▶ _Page text_:
══════════

Big Data Everywhere San Diego
San Diego, CA
Tuesday, April 12, 2016
Big Data Everywhere is a half-day conference focused on Hadoop, Spark and other big data technologies that brings together users and developers to share their experience via technical sessions and user success stories. Industry and technical experts will share their knowledge, share best practices, and discuss use cases and business applications.

Talks

Streaming in the Extreme

Jim Scott View Bio

Have you ever heard of Kafka? Are you ready to start streaming all of the events in your business? What happens to your streaming solution when you outgrow your single data center? What happens when you are at a company that is already running multiple data centers and you need to implement streaming across data centers? I will discuss technologies like Kafka that can be used to accomplish, real-time, lossless messaging that works in both single and multiple globally dispersed data centers. I will also describe how to handle the data coming in through these streams in both batch processes as well as real-time processes.What about when you need to scale to a trillion events per day? I will discuss technologies like Kafka that can be used to accomplish, real-time, lossless messaging that works in both single and multiple globally dispersed data centers. I will also describe how to handle the data coming in through these streams in both batch processes as well as real-time processes.

══════════

▶ _Information given_:
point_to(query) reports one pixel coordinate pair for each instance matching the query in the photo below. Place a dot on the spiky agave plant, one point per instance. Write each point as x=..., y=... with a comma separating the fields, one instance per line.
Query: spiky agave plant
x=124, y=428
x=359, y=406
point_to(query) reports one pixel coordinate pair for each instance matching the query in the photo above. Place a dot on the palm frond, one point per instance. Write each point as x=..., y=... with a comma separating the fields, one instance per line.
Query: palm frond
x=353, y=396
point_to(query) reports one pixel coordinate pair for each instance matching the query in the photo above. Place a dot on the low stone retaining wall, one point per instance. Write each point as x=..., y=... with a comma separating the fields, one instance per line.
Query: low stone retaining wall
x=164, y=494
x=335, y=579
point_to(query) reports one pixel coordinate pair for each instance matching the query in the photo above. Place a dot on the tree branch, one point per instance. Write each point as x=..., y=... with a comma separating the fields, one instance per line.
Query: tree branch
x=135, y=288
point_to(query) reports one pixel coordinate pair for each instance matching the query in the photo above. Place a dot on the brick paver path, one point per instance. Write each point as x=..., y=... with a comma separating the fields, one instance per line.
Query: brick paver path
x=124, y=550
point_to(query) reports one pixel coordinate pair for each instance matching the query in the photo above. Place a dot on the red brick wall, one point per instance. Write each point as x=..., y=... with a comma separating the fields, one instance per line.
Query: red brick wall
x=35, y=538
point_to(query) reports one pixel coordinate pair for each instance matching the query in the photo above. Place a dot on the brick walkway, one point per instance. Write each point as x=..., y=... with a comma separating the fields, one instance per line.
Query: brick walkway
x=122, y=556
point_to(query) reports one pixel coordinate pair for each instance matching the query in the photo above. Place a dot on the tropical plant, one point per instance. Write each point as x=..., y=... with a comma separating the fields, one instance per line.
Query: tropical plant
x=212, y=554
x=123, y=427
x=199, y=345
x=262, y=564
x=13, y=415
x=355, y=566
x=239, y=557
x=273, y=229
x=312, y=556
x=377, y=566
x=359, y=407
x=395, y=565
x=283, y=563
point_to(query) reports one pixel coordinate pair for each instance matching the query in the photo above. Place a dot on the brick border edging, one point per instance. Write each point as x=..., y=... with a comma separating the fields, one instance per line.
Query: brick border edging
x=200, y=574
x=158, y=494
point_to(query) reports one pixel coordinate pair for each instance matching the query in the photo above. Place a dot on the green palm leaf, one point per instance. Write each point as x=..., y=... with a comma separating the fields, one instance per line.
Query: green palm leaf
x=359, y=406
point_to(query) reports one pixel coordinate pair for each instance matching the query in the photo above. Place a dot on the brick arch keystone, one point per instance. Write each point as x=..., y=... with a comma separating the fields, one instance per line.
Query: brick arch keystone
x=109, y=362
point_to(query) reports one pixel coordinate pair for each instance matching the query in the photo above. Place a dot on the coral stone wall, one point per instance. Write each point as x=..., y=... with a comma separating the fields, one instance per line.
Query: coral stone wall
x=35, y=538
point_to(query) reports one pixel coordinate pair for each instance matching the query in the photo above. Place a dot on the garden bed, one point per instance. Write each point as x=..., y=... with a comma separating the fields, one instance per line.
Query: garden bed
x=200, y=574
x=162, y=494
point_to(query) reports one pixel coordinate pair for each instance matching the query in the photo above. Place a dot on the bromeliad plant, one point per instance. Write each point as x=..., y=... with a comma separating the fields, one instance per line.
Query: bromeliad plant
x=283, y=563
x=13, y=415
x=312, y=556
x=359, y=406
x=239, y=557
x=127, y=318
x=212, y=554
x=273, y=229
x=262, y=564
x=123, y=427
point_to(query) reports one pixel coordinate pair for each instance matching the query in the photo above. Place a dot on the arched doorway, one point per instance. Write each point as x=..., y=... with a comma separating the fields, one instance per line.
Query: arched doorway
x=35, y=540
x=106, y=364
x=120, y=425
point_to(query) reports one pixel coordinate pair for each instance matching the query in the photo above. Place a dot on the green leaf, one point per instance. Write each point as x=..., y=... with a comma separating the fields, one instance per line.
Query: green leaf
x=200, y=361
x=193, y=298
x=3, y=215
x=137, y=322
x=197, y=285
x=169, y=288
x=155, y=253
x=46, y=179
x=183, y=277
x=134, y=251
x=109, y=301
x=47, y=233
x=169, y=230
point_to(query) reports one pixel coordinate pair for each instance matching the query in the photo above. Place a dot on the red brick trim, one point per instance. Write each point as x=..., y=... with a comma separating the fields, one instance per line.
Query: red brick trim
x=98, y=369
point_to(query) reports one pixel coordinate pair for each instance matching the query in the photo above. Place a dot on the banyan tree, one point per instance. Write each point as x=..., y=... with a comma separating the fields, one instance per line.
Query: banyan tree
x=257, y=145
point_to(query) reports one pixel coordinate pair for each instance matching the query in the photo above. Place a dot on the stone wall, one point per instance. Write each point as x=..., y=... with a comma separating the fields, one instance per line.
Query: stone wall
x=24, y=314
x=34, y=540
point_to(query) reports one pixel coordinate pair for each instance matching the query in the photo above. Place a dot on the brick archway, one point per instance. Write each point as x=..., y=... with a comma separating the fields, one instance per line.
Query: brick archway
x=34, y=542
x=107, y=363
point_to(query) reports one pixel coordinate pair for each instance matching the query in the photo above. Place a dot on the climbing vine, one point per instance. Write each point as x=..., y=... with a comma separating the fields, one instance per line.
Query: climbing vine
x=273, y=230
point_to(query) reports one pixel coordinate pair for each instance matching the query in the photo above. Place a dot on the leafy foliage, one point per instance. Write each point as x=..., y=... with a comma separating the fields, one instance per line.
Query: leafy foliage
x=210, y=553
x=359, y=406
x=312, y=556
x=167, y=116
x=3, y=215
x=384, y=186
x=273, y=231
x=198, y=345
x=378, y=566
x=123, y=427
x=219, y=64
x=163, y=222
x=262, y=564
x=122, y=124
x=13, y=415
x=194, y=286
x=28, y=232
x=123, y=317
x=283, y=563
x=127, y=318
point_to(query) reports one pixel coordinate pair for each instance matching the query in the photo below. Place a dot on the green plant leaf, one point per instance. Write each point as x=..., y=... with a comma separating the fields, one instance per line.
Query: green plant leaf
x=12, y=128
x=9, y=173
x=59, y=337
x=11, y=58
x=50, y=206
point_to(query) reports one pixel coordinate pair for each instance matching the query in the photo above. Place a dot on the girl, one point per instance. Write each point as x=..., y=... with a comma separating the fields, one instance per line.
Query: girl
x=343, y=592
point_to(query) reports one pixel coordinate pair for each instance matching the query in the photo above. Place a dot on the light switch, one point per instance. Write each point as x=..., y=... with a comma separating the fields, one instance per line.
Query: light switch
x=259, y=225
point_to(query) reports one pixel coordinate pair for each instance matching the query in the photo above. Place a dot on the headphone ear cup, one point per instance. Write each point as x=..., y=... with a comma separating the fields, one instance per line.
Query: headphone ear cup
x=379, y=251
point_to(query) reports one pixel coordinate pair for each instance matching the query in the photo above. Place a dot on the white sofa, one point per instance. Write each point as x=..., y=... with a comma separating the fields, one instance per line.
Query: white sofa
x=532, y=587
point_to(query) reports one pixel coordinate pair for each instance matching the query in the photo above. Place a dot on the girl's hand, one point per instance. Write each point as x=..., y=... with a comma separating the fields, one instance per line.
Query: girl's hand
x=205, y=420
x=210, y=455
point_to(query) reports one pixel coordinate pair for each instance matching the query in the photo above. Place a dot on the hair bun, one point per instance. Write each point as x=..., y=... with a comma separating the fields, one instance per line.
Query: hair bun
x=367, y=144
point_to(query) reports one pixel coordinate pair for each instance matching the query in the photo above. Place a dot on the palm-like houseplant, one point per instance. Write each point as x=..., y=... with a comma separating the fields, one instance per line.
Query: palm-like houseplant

══════════

▶ _Exercise requirements_: Copy out part of the Big Data Everywhere page word for word, starting at the words "Big Data Everywhere San" and stopping after the words "and business applications.". The material has no connection to the Big Data Everywhere page.

▶ _Task response_:
Big Data Everywhere San Diego
San Diego, CA
Tuesday, April 12, 2016
Big Data Everywhere is a half-day conference focused on Hadoop, Spark and other big data technologies that brings together users and developers to share their experience via technical sessions and user success stories. Industry and technical experts will share their knowledge, share best practices, and discuss use cases and business applications.